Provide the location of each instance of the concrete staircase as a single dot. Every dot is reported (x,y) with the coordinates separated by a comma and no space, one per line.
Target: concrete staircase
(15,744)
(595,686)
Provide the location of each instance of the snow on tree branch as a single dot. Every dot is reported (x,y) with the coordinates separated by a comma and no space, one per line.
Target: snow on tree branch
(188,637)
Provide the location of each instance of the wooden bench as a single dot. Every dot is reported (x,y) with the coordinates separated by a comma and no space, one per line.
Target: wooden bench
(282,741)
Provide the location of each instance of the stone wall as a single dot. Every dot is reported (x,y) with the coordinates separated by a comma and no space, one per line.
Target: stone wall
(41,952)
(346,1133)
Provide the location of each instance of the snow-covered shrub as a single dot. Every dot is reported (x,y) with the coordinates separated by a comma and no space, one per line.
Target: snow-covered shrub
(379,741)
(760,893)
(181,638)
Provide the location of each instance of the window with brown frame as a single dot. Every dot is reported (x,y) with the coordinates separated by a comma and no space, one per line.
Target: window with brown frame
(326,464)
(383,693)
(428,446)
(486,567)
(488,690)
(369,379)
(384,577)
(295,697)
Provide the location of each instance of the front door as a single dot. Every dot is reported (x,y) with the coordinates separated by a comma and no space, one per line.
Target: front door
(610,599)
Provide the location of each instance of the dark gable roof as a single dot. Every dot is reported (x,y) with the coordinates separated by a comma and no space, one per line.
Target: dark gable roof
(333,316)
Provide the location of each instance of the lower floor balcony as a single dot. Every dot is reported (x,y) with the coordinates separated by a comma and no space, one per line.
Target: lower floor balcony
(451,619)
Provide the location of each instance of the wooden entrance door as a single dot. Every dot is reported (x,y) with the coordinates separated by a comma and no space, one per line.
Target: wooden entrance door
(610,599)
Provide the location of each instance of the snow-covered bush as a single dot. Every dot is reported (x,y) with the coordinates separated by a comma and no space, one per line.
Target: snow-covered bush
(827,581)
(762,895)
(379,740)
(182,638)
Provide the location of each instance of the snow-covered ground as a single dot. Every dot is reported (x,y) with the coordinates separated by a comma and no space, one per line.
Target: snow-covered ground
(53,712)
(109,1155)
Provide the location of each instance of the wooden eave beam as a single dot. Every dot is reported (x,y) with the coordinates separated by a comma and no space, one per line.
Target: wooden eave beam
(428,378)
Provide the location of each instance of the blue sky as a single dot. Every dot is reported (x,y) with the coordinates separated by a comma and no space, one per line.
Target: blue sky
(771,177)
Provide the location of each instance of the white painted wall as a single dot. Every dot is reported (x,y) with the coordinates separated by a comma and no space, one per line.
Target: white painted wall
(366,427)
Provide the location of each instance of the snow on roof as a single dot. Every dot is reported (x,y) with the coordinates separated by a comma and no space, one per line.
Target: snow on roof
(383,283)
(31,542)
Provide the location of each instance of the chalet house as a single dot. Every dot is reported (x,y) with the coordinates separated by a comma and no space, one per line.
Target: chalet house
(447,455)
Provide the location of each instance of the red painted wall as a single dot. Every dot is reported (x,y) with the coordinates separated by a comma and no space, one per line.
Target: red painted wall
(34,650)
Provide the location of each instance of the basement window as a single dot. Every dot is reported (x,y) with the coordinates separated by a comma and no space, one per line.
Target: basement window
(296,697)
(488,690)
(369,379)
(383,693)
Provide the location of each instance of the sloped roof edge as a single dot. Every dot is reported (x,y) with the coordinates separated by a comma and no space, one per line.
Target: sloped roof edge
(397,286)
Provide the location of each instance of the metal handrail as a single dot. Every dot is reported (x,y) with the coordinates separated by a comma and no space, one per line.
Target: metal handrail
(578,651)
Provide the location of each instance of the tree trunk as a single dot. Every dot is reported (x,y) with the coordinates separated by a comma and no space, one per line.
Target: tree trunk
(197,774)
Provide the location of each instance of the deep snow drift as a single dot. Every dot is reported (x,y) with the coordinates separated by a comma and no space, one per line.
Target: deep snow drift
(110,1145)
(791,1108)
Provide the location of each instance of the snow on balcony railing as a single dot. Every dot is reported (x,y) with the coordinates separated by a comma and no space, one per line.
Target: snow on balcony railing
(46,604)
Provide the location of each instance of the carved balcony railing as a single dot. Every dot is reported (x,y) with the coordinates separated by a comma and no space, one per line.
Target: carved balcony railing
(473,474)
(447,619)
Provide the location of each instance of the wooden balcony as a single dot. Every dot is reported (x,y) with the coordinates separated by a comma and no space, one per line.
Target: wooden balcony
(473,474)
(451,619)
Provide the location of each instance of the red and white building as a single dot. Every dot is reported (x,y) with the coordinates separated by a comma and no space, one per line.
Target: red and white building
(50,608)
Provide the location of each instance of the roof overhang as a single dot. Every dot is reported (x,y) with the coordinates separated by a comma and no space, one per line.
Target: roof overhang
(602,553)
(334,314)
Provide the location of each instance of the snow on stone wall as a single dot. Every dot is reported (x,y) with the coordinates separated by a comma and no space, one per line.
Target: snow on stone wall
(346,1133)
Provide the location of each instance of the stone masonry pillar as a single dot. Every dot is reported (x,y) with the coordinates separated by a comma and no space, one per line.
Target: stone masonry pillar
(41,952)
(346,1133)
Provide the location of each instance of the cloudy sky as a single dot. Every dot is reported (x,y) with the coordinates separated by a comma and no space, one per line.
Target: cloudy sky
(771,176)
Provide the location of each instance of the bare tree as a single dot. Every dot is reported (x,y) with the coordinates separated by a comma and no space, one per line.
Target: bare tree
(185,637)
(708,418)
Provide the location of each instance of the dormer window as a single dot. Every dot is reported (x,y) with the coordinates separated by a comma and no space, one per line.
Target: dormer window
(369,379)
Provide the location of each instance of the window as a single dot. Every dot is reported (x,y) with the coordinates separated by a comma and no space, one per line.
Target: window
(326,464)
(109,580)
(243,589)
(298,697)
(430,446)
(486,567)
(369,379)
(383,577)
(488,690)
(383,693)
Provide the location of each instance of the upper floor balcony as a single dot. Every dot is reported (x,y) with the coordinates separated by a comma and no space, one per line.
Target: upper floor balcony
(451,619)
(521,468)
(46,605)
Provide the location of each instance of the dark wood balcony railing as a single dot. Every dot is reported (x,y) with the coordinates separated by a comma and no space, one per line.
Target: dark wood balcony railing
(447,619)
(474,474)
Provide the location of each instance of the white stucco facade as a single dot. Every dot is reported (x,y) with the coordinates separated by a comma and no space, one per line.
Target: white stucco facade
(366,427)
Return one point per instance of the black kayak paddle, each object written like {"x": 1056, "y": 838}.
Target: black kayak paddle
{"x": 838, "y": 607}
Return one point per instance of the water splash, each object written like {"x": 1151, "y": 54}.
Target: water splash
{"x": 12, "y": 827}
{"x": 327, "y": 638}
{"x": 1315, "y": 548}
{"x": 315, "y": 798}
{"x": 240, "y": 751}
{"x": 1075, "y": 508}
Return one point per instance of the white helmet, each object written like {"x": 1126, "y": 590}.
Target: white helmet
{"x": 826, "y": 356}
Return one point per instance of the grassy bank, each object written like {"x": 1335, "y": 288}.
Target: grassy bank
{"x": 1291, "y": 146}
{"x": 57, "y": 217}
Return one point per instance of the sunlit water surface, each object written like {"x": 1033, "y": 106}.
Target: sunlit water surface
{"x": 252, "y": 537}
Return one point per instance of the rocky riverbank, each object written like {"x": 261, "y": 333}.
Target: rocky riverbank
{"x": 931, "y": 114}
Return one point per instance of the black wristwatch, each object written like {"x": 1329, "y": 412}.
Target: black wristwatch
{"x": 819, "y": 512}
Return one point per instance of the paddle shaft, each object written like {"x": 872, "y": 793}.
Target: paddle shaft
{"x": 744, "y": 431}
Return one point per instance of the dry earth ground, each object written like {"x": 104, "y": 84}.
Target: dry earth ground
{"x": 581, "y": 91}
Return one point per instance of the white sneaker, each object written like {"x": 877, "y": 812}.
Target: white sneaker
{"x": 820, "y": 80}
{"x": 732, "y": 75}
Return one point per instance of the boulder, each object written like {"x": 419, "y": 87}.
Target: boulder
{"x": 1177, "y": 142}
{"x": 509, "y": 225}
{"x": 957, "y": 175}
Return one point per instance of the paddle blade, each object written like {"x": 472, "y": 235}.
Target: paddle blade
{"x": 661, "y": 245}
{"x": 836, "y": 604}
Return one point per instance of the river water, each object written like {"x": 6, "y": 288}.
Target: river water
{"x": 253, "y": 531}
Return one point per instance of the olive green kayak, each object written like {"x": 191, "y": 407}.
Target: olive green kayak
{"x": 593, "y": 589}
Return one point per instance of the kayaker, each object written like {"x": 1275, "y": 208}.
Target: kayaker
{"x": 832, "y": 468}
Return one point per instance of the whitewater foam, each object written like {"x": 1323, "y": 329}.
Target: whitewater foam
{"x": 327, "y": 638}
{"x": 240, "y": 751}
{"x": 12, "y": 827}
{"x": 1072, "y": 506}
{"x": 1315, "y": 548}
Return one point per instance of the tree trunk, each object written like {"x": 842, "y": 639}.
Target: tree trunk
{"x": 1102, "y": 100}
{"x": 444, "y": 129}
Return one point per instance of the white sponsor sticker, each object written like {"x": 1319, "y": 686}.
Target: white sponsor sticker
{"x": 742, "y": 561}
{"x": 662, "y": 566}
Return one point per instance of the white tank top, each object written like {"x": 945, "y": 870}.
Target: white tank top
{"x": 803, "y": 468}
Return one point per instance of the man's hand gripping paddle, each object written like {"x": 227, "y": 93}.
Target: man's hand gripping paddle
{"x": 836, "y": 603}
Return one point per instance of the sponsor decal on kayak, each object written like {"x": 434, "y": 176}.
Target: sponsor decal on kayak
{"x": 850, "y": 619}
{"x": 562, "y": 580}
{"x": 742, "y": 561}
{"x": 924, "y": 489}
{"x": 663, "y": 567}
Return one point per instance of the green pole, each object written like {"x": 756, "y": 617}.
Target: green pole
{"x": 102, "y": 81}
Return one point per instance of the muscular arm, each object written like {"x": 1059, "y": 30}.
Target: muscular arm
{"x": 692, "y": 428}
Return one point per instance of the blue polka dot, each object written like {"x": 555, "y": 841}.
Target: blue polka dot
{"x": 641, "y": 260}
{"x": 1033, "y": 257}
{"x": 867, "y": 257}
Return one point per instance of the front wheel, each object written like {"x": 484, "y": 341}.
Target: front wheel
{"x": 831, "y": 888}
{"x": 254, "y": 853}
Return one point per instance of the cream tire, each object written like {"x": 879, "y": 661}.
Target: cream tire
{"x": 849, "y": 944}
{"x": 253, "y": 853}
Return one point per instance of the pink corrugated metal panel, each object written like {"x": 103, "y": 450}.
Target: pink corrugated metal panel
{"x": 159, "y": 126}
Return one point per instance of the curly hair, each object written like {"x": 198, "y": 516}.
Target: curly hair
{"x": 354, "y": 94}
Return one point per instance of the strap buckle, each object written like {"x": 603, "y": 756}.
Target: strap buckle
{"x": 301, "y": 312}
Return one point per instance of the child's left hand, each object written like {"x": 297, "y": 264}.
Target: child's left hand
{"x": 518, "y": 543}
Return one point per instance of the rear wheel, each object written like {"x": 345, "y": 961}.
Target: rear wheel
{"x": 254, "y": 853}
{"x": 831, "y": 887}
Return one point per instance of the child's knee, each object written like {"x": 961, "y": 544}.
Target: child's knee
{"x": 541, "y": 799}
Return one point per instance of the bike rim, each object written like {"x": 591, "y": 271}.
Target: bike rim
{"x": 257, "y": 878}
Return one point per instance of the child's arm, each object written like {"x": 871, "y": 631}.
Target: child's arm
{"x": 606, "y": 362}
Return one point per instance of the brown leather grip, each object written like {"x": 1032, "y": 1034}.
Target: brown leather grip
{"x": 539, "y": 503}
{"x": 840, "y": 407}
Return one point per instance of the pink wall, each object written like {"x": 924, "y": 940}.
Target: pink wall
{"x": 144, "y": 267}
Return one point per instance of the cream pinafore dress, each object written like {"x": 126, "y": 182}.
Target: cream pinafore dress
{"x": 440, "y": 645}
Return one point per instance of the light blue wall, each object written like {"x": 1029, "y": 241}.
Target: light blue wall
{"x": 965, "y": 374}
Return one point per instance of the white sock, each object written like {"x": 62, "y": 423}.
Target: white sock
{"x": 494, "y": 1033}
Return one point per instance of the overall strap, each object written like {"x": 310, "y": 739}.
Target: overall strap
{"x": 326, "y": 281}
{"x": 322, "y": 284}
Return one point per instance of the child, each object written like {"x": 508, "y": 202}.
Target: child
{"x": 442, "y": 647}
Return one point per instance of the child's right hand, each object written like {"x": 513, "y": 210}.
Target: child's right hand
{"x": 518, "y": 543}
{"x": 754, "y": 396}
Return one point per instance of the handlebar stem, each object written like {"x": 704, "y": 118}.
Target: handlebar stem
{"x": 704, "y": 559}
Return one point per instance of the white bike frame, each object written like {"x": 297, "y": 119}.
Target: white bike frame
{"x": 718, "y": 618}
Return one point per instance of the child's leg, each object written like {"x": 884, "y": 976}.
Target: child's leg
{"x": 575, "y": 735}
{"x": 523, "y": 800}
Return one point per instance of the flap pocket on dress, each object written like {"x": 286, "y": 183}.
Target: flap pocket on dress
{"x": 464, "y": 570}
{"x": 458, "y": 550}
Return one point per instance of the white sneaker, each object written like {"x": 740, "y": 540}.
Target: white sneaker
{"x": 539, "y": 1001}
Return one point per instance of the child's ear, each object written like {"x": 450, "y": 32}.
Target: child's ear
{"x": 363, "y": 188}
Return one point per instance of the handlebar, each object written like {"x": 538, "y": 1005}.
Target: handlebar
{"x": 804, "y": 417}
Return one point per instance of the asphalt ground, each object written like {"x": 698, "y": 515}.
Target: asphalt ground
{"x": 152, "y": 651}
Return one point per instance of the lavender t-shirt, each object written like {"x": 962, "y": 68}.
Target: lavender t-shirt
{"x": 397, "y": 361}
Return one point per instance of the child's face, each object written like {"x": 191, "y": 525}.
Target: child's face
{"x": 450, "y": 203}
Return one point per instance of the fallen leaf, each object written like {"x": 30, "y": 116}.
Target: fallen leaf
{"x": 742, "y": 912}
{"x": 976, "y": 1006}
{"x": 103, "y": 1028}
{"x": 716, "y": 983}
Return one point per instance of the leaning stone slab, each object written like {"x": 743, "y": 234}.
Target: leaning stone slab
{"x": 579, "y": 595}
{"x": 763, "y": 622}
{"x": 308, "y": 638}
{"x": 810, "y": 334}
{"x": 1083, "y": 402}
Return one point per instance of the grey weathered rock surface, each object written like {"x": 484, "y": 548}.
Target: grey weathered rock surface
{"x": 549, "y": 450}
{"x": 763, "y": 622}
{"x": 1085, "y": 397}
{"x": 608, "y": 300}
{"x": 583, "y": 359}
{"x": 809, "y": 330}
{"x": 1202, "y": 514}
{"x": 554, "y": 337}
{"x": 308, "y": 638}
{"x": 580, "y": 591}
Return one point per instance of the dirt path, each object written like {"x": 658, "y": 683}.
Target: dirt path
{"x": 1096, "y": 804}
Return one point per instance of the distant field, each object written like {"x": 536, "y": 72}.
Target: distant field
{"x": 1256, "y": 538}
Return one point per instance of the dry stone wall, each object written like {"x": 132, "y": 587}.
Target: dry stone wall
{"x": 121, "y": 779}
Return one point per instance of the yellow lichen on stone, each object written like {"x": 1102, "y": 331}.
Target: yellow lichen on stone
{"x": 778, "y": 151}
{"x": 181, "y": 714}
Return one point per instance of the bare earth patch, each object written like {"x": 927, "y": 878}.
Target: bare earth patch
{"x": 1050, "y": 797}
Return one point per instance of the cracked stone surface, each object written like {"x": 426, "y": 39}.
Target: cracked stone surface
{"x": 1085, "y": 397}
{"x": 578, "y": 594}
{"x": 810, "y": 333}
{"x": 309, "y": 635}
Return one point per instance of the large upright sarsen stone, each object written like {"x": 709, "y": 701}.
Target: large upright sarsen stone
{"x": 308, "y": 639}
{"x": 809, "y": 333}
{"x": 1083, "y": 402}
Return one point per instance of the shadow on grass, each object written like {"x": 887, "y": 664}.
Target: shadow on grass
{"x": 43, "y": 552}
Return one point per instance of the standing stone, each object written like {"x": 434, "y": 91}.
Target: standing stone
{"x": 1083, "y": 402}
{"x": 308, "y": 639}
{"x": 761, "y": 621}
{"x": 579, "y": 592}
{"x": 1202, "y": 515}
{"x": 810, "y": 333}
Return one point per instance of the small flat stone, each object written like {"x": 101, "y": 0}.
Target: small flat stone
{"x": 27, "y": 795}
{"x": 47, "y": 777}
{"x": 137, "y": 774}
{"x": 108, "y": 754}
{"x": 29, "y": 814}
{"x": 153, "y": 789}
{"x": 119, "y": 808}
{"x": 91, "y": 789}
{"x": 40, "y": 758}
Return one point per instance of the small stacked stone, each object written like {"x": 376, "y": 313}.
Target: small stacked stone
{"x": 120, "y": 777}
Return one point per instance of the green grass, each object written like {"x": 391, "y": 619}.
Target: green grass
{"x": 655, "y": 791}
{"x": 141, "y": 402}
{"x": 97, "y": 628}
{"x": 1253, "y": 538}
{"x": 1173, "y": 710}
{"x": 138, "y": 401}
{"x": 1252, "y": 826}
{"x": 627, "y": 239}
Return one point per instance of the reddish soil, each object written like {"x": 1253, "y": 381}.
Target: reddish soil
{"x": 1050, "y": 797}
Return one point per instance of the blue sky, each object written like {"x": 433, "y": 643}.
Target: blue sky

---+---

REQUIRED TASK: Please extract exactly, and only, the lines from the line containing "Return one point per instance of the yellow" through the last line of the records.

TASK RESULT:
Return one point per instance of the yellow lichen on stone, each object written like {"x": 1102, "y": 331}.
Target: yellow lichen on stone
{"x": 778, "y": 151}
{"x": 181, "y": 714}
Return one point per instance of the bare earth patch, each object written like {"x": 927, "y": 878}.
Target: bare earth patch
{"x": 1050, "y": 797}
Return one point per instance of the cracked stone surface, each object written like {"x": 426, "y": 39}.
Target: cracked stone surface
{"x": 1085, "y": 397}
{"x": 578, "y": 594}
{"x": 810, "y": 333}
{"x": 309, "y": 635}
Return one point per instance of the large upright sarsen stone, each object written like {"x": 709, "y": 701}.
Target: large upright sarsen stone
{"x": 308, "y": 639}
{"x": 809, "y": 333}
{"x": 1083, "y": 402}
Return one point per instance of the shadow on grass, each object written like {"x": 887, "y": 664}.
Target: shadow on grass
{"x": 43, "y": 552}
Return one point per instance of the standing stone, each object written like {"x": 434, "y": 91}.
Target: standing stone
{"x": 1083, "y": 402}
{"x": 308, "y": 639}
{"x": 761, "y": 621}
{"x": 579, "y": 592}
{"x": 1202, "y": 515}
{"x": 810, "y": 333}
Return one point per instance of the small flat stone, each object written like {"x": 101, "y": 0}.
Target: small flat stone
{"x": 27, "y": 795}
{"x": 47, "y": 777}
{"x": 137, "y": 774}
{"x": 108, "y": 754}
{"x": 29, "y": 814}
{"x": 153, "y": 789}
{"x": 119, "y": 808}
{"x": 91, "y": 789}
{"x": 40, "y": 758}
Return one point per instance of the small stacked stone, each object written like {"x": 376, "y": 313}.
Target: small stacked stone
{"x": 120, "y": 777}
Return one point per instance of the green grass, each object written like {"x": 391, "y": 619}.
Target: green grass
{"x": 655, "y": 791}
{"x": 141, "y": 402}
{"x": 97, "y": 628}
{"x": 1253, "y": 538}
{"x": 1173, "y": 710}
{"x": 138, "y": 401}
{"x": 1252, "y": 826}
{"x": 627, "y": 239}
Return one point per instance of the reddish soil, each object written like {"x": 1253, "y": 381}.
Target: reddish soil
{"x": 1050, "y": 797}
Return one point per instance of the blue sky, each object written like {"x": 433, "y": 643}.
Target: blue sky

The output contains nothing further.